▶ [What to work on] How would you render this sentence from the book review below in Spanish: "The narrator, a young Defender named Kavanagh, is no hero."?
— START Selection —
The dystopian vision depicted in John Lanchester’s new novel is already starting to come true, in bits and pieces, and the book has only been out for a few months.
After writing a behemoth of an essay about climate change more than a decade ago, the British writer decided to revisit the subject he says he finds “unbearable” in the form of speculative fiction. The Wall takes the twin threats of climate change and xenophobia to imagine a future society, one that’s unforgiving, grim, and desolate. Trust me, you do not want to live there.
The book opens on a bitter-cold day at the Wall, sometime after the “Change.” You can smell metaphor in the air. The 15-foot-high concrete barrier completely surrounds a frigid, northern island that bears a strong resemblance to England. The Wall serves two purposes. It keeps out the rising waters, and it keeps out the “Others,” the starving, desperate millions of refugees fleeing now-uninhabitable parts of the world.
“Defenders” stand guard on the Wall, officially known as the National Coastal Defense Structure. Some opt to become “Breeders,” who get a few extra benefits in reward for keeping the species going (under these bleak circumstances, not many want to). Refugees caught breaching the Wall are either euthanized, put back out to sea, or turned into the “Help,” effectively slaves.
The narrator, a young Defender named Kavanagh, is no hero. He’s mostly oblivious to the twisted setup of his society, although he knows enough to hate his parents for ruining everything. (In this time and place, the kids hate the “olds.”) He longs to join the ranks of the ruling “Elite,” the ones who own the place.
— END Selection —
— START Dataset content —
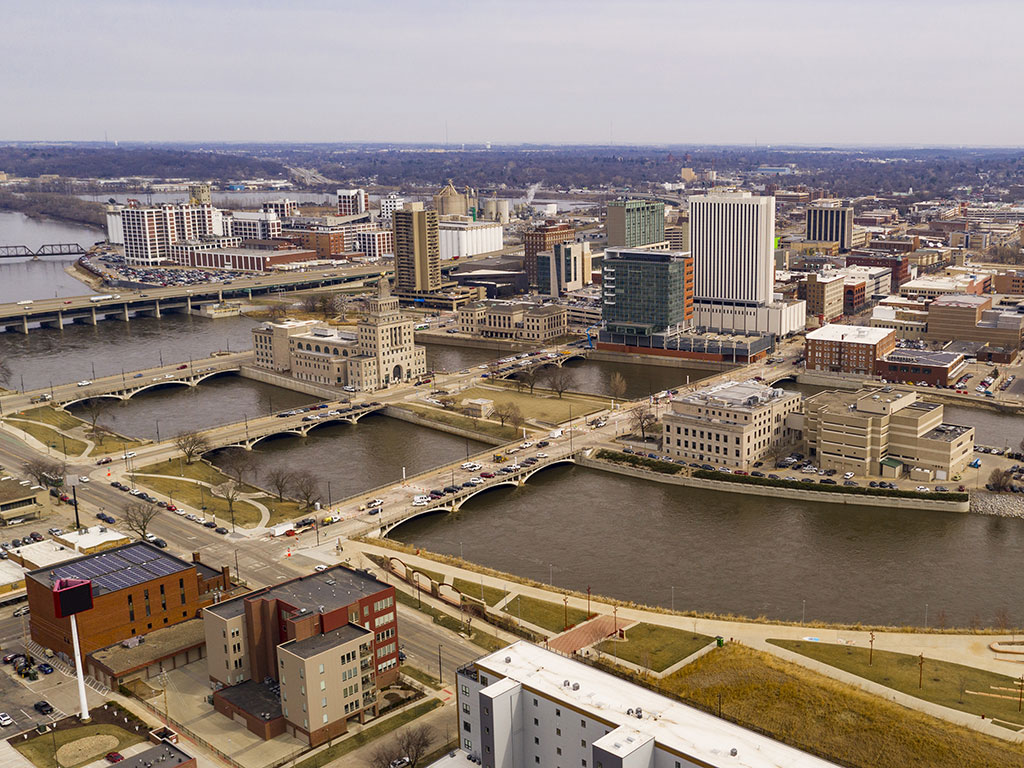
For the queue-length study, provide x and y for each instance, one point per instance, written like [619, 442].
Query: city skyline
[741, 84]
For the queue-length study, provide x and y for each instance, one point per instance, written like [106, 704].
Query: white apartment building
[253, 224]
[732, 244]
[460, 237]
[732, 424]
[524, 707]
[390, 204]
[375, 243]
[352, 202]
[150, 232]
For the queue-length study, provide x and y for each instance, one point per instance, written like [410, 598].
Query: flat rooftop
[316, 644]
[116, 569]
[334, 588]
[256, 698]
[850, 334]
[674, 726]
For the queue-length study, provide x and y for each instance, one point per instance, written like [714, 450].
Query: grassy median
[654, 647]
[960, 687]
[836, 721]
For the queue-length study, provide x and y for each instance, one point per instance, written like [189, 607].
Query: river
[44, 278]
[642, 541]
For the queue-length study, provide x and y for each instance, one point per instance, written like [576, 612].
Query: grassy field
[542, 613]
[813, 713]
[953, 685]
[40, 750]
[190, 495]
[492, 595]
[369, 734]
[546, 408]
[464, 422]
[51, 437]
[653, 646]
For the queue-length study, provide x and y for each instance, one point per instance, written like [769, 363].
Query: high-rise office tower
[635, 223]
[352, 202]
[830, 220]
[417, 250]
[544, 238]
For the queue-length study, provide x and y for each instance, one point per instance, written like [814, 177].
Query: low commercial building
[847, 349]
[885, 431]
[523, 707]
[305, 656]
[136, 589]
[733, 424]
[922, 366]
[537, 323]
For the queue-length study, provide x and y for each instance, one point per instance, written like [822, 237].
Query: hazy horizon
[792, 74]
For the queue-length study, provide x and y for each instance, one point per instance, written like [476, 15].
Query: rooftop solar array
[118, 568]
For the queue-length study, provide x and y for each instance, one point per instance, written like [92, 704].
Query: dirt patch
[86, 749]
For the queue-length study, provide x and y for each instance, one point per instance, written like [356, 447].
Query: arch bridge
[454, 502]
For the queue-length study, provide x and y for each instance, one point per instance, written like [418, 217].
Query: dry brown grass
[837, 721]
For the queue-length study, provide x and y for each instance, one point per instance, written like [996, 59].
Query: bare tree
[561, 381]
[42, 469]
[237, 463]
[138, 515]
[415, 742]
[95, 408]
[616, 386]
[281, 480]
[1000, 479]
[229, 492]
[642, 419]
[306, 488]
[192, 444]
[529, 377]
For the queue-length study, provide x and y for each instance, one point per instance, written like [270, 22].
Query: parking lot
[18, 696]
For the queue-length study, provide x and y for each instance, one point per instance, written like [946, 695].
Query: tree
— END Dataset content —
— START Dataset content —
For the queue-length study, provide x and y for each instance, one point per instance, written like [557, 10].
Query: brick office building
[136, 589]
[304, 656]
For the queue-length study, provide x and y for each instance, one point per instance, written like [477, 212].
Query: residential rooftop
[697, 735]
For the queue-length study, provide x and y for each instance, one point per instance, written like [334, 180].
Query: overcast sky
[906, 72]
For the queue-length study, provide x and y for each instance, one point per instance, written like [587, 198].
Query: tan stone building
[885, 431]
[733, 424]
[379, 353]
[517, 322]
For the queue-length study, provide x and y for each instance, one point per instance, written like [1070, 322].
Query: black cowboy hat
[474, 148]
— END Dataset content —
▶ [Result below] El narrador, un joven Defensor llamado Kavanagh, no es ningún héroe.